**YOUR TASK**: Using the listing below, copy exactly the lines from the one containing "# annotate each instance of the woman" to the one containing "# annotate each instance of the wooden post", both lines included, and no others.
[[ EXTRACTED INFORMATION, beginning ]]
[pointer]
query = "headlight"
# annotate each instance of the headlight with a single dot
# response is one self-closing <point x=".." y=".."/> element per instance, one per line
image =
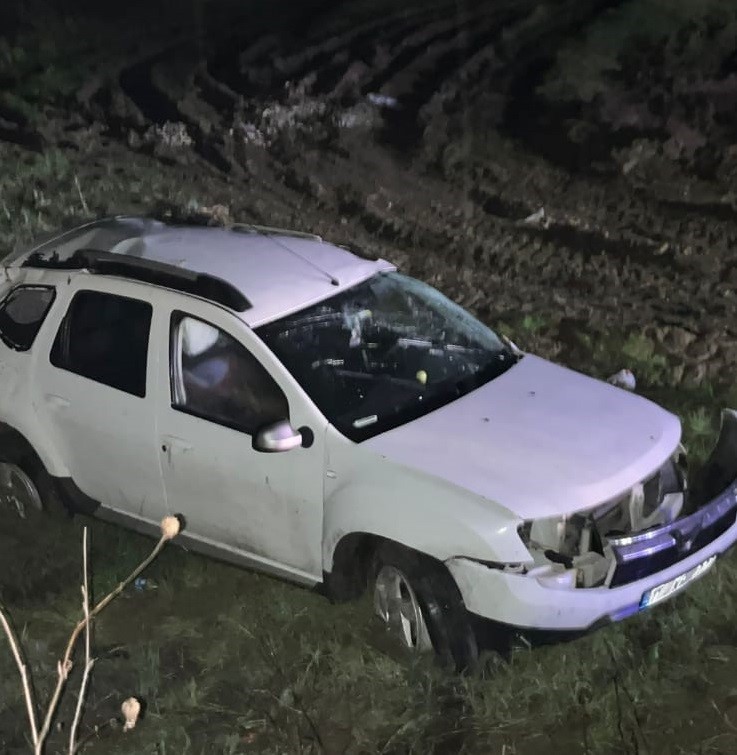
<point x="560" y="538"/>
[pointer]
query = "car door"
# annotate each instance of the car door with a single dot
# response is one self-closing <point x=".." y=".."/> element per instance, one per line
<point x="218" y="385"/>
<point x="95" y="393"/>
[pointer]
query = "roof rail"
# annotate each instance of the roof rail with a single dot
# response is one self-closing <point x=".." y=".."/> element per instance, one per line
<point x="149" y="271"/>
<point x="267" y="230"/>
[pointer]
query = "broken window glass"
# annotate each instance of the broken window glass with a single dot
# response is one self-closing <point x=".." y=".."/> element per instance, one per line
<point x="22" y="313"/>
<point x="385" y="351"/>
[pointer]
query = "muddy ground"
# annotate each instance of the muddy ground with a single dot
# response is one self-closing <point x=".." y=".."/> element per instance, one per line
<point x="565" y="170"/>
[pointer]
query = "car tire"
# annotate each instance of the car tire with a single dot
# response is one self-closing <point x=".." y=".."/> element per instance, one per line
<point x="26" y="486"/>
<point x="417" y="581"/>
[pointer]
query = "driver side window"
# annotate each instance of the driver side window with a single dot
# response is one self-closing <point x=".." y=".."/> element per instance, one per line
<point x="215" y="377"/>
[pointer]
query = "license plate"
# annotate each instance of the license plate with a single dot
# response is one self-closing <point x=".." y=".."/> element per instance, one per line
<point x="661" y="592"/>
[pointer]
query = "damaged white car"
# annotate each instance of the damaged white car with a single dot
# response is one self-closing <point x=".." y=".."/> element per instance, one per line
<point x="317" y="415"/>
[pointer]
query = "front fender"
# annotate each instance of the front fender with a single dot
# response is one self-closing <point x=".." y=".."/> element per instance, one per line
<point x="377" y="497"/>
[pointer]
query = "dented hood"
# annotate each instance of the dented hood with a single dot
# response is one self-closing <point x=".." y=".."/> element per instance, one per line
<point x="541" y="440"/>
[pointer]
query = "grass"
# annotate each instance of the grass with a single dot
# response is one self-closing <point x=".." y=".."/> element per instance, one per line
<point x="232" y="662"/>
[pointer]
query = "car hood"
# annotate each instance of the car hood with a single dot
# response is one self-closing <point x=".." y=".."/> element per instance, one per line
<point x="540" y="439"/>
[[ EXTRACTED INFORMATION, end ]]
[[ EXTRACTED INFORMATION, beginning ]]
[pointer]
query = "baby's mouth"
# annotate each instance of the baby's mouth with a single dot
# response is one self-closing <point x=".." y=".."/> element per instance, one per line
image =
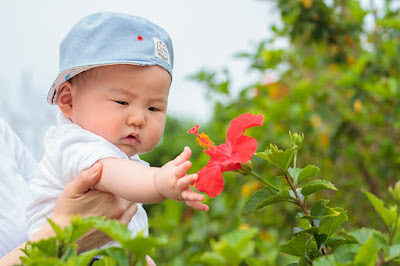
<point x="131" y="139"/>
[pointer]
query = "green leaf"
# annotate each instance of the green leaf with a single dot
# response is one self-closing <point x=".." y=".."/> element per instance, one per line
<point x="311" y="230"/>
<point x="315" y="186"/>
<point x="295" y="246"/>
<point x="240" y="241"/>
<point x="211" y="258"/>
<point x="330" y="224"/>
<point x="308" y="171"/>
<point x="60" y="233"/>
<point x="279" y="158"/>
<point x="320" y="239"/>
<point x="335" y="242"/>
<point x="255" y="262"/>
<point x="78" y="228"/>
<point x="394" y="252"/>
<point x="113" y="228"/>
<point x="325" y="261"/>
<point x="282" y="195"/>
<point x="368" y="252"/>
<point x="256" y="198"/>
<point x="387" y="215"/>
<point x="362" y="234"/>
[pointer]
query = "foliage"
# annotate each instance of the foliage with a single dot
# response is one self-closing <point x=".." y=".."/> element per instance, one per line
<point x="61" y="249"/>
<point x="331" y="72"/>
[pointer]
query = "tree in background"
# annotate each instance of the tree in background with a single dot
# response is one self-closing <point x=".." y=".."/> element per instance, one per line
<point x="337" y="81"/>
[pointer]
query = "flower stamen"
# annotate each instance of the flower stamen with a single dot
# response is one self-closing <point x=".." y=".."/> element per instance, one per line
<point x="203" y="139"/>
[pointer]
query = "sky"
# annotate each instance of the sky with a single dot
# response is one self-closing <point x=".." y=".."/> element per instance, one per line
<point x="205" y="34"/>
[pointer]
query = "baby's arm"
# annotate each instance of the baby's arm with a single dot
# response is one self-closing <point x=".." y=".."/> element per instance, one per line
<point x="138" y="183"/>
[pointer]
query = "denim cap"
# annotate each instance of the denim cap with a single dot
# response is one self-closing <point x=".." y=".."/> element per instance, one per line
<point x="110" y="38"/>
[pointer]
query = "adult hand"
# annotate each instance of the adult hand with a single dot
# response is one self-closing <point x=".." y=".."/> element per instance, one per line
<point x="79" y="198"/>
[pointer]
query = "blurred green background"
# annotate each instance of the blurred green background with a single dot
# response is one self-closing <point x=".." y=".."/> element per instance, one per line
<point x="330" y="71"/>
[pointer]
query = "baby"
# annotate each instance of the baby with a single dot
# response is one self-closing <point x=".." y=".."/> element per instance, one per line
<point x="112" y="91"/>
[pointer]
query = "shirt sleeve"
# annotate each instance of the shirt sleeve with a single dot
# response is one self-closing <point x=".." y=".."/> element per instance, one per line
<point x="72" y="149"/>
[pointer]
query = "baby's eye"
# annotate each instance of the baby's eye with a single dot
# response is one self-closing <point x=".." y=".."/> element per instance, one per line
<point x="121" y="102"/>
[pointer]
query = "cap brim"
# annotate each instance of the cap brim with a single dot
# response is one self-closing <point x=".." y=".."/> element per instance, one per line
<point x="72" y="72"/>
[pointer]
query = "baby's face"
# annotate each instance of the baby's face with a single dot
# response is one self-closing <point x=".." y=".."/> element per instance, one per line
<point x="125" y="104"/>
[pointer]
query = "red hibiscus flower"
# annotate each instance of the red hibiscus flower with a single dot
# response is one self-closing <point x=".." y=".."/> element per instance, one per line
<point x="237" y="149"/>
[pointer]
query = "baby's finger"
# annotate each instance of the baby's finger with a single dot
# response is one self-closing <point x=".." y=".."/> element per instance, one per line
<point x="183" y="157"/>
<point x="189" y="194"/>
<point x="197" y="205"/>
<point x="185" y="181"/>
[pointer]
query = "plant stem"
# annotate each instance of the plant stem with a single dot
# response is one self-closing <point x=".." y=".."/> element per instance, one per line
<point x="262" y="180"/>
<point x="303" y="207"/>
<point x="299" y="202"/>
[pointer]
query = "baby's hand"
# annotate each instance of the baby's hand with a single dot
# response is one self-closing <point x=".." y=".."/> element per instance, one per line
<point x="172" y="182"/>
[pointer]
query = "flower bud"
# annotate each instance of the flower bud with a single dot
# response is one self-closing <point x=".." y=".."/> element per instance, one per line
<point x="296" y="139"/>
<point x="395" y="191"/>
[[ EXTRACTED INFORMATION, end ]]
[[ EXTRACTED INFORMATION, beginning ]]
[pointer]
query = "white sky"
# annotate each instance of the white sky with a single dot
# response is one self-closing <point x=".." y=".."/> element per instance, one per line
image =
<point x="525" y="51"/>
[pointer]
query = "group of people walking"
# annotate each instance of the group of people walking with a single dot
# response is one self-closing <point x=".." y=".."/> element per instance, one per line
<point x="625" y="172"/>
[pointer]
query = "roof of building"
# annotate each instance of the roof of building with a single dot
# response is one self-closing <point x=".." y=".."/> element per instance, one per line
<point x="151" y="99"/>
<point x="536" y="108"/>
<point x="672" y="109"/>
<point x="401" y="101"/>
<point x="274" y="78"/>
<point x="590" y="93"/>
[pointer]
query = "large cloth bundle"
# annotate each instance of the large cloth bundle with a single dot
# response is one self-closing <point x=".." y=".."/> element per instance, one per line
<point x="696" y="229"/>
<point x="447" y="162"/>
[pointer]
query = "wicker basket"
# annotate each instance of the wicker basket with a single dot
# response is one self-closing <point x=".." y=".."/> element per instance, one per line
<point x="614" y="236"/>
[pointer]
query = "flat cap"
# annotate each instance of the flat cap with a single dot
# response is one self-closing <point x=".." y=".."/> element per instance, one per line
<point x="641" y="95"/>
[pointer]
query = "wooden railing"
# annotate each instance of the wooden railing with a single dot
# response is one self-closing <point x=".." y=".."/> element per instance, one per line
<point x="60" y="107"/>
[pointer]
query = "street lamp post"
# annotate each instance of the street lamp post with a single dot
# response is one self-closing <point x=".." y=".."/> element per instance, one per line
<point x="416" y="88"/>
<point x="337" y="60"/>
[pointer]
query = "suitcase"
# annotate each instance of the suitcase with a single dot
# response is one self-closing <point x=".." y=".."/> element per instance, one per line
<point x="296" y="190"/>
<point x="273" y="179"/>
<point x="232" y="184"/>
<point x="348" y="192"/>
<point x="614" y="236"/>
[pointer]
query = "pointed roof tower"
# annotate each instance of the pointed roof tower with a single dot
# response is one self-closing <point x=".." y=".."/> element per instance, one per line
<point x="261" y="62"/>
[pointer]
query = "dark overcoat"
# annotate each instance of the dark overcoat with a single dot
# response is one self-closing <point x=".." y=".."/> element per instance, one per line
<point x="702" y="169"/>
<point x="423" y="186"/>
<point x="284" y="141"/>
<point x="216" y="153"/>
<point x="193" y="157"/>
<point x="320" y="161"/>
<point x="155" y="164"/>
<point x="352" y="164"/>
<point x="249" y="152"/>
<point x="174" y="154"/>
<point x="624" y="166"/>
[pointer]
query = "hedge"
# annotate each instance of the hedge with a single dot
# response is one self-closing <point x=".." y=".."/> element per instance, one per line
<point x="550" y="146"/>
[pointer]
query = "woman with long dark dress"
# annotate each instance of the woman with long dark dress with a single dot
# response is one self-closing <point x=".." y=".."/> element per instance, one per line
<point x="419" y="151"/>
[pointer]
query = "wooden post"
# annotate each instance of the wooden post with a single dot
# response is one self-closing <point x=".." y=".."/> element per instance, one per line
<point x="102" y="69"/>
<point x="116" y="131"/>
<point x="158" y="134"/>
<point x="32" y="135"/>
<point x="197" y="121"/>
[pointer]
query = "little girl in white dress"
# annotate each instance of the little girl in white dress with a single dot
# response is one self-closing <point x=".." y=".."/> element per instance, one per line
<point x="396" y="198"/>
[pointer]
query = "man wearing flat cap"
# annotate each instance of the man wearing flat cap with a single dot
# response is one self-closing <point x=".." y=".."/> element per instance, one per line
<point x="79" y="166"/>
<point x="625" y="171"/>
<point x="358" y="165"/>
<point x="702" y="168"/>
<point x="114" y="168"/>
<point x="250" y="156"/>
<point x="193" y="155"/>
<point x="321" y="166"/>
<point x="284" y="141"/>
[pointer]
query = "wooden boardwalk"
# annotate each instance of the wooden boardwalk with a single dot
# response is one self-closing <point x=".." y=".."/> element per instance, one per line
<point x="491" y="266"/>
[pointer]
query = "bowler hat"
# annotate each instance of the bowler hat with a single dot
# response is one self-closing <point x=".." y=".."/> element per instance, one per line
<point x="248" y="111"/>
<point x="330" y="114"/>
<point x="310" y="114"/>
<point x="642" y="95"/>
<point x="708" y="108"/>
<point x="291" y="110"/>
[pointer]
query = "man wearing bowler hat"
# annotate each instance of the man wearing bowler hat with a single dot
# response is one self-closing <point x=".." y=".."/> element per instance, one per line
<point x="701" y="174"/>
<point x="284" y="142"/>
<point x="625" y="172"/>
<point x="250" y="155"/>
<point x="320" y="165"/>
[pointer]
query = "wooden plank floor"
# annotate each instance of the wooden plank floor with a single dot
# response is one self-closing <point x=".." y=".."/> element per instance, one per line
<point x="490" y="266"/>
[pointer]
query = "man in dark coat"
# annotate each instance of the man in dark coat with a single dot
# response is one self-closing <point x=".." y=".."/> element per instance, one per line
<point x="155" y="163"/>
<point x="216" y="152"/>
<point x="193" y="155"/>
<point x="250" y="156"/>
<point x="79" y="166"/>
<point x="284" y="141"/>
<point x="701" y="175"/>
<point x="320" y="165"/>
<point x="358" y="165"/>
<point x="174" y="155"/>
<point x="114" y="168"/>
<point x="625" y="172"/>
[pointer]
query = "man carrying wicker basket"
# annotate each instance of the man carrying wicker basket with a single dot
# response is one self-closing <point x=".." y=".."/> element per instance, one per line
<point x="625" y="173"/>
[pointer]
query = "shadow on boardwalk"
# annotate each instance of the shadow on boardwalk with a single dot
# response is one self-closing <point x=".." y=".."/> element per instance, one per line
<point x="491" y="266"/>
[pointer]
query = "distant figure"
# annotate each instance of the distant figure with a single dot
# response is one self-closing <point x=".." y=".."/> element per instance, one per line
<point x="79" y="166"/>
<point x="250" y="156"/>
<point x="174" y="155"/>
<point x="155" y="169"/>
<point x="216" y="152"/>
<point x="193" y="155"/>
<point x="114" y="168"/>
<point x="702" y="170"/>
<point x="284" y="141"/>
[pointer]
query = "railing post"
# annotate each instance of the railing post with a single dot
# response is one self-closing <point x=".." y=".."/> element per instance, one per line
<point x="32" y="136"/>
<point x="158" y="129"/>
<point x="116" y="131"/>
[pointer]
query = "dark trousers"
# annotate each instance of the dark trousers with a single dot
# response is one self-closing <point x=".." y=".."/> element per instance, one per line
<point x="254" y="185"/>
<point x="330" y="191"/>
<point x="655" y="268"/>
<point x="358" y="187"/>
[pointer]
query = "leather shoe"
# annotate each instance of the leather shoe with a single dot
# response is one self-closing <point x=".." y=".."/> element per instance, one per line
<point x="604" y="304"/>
[[ EXTRACTED INFORMATION, end ]]
**EXERCISE OUTPUT**:
# annotate each instance of the woman with long dark dress with a single dot
# response is one self-closing <point x=".." y=".."/> element per instance, one per line
<point x="419" y="151"/>
[pointer]
query = "wooden post"
# annotate each instance of the wooden post with a single dot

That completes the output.